Given text:
A Night in the Sahara Desert

I have always wondered what it would be like to visit the Sahara Desert and over the last two days I have found out.  We began outr drive into the desert after leaving the town of M’Hamid which is somewhere near the border of Algeria.

Before we left, we spent some time exploring the town and visited the local Kasbah.

As I have said before, the Kasbah is a type of fortified town. The ones that I have seen so far are made from adobe, so they are essentially great piles of dried mud. This none was badly damaged by a severe storm a few months ago. The flat-roofed buildings didn’t provide any run off from the torrential downpour so many of them collapsed including the roof of a 900 year old mosque.

The Kasbah is a maze of little alleyways into which the sun shines in a way that creates amazing patterns of shadow and light. We walked along many of them being careful not to include people in our photos unless they were walking away from us. Fortunately, our drivers were dressed for the desert and they became excellent models.

Data rows:
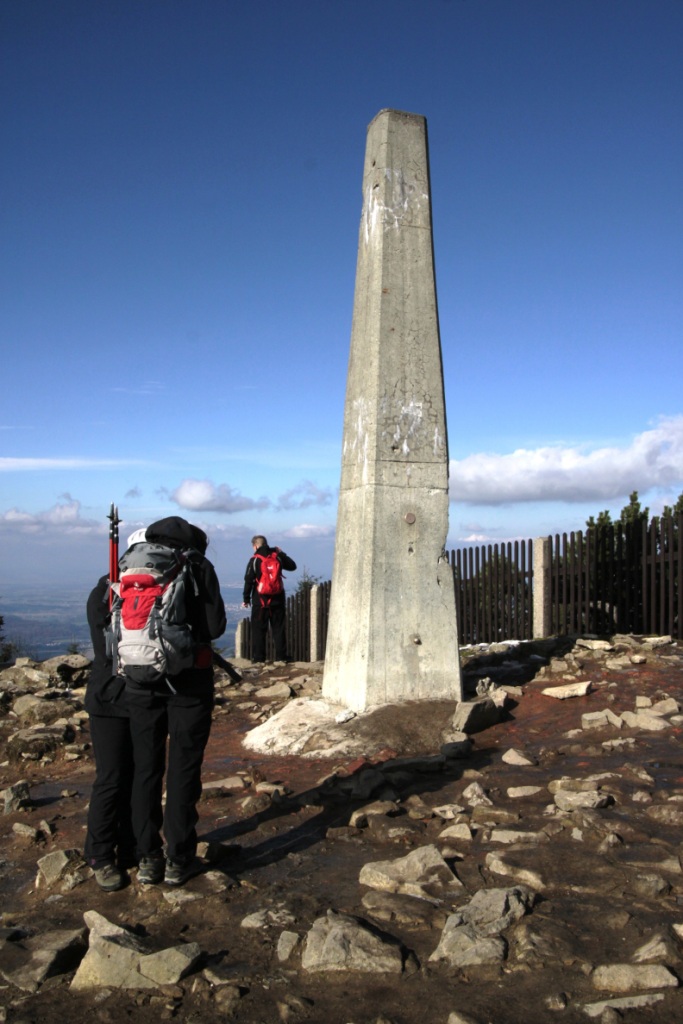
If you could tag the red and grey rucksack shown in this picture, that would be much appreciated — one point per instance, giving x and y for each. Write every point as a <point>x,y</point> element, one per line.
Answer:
<point>152,638</point>
<point>270,580</point>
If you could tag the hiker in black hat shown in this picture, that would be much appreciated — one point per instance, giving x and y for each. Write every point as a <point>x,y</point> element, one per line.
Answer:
<point>175,712</point>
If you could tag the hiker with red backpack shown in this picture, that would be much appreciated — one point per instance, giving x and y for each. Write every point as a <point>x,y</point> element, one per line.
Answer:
<point>167,610</point>
<point>264,591</point>
<point>110,842</point>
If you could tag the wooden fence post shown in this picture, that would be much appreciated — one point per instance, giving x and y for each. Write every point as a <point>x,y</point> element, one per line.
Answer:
<point>314,596</point>
<point>542,588</point>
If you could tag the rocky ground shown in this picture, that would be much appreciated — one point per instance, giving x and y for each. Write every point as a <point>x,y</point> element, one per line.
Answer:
<point>513,859</point>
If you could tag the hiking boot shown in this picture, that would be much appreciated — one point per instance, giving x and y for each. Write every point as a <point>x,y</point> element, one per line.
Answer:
<point>177,872</point>
<point>110,878</point>
<point>151,871</point>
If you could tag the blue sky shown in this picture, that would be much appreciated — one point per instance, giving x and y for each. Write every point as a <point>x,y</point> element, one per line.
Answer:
<point>181,187</point>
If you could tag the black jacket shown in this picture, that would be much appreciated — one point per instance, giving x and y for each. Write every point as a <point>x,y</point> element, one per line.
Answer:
<point>206,614</point>
<point>104,691</point>
<point>253,572</point>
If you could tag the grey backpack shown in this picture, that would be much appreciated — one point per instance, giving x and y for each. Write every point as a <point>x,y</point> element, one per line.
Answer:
<point>151,636</point>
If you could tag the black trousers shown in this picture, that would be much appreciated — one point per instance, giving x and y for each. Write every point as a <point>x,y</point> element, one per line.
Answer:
<point>174,726</point>
<point>110,836</point>
<point>262,615</point>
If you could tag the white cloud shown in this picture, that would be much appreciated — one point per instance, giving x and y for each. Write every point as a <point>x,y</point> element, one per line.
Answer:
<point>13,465</point>
<point>62,519</point>
<point>653,459</point>
<point>304,496</point>
<point>203,496</point>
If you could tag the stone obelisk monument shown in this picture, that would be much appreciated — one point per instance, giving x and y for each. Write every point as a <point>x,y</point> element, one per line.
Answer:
<point>392,632</point>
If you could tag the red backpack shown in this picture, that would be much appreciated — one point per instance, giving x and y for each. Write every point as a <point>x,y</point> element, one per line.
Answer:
<point>270,580</point>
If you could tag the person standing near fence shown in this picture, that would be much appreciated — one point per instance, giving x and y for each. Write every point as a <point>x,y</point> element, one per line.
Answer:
<point>264,592</point>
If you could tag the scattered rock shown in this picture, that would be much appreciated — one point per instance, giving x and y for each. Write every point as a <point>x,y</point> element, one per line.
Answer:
<point>421,872</point>
<point>633,977</point>
<point>339,942</point>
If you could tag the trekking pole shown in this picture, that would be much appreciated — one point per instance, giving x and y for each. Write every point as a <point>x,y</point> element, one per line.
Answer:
<point>114,548</point>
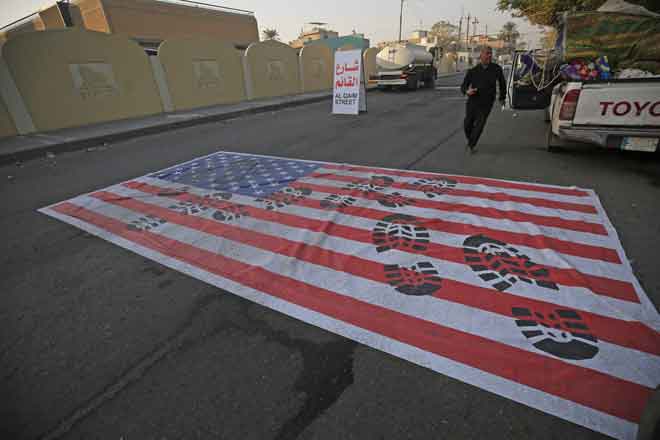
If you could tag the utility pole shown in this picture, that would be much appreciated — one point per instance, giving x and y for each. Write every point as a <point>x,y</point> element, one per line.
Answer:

Task directions: Using the Sahara account above, decide whether each statement agrees with it: (a) M’Hamid lies near the border of Algeria; (b) the Kasbahs the writer has seen so far are built of stone; (c) the writer included people in photos when they were walking toward the camera. Answer yes or no for each, and quote the words from the text that decide it.

Complete answer:
(a) Yes: "the town of M’Hamid which is somewhere near the border of Algeria"
(b) No: "The ones that I have seen so far are made from adobe"
(c) No: "being careful not to include people in our photos unless they were walking away from us"